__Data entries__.
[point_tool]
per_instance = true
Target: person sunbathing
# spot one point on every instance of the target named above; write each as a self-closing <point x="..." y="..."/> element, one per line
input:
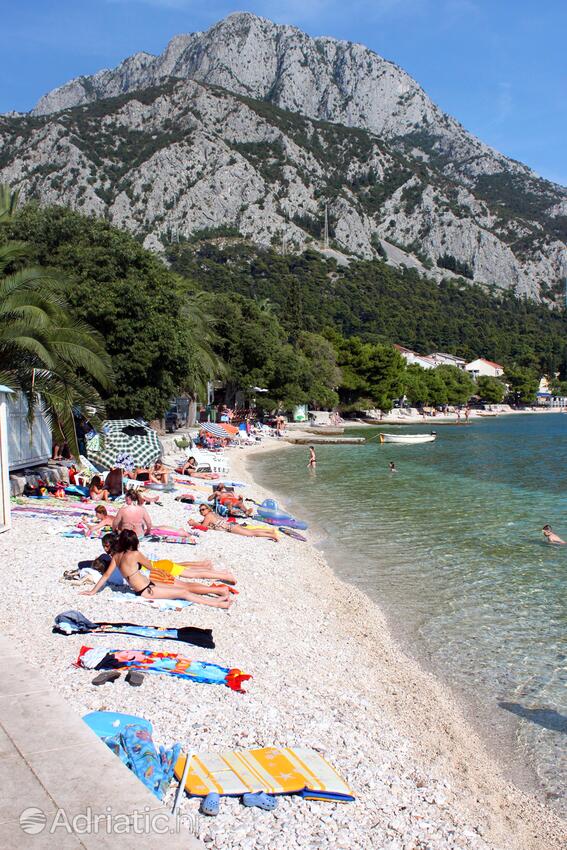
<point x="190" y="468"/>
<point x="233" y="503"/>
<point x="185" y="569"/>
<point x="194" y="569"/>
<point x="97" y="492"/>
<point x="133" y="516"/>
<point x="160" y="473"/>
<point x="216" y="523"/>
<point x="102" y="521"/>
<point x="131" y="563"/>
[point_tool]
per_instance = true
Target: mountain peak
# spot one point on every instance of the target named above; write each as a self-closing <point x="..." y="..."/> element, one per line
<point x="418" y="180"/>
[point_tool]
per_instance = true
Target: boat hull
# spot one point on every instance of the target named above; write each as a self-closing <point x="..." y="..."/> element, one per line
<point x="408" y="439"/>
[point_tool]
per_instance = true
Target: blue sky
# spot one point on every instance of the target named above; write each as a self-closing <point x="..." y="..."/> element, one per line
<point x="498" y="66"/>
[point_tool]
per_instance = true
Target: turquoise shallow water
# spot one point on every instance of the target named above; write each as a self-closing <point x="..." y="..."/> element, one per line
<point x="450" y="546"/>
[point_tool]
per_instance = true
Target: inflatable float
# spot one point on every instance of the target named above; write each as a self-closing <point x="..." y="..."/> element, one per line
<point x="270" y="512"/>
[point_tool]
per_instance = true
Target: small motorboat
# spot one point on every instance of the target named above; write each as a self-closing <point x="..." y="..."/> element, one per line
<point x="409" y="439"/>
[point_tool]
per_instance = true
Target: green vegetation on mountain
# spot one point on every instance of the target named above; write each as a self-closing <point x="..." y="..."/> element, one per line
<point x="299" y="327"/>
<point x="381" y="304"/>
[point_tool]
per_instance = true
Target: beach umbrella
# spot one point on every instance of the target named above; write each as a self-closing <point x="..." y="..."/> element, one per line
<point x="215" y="430"/>
<point x="126" y="443"/>
<point x="231" y="430"/>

__TASK DESCRIPTION__. A single number is the whole answer here: the number of lines in the data containing "mountain".

__EXERCISE OUTPUT__. 2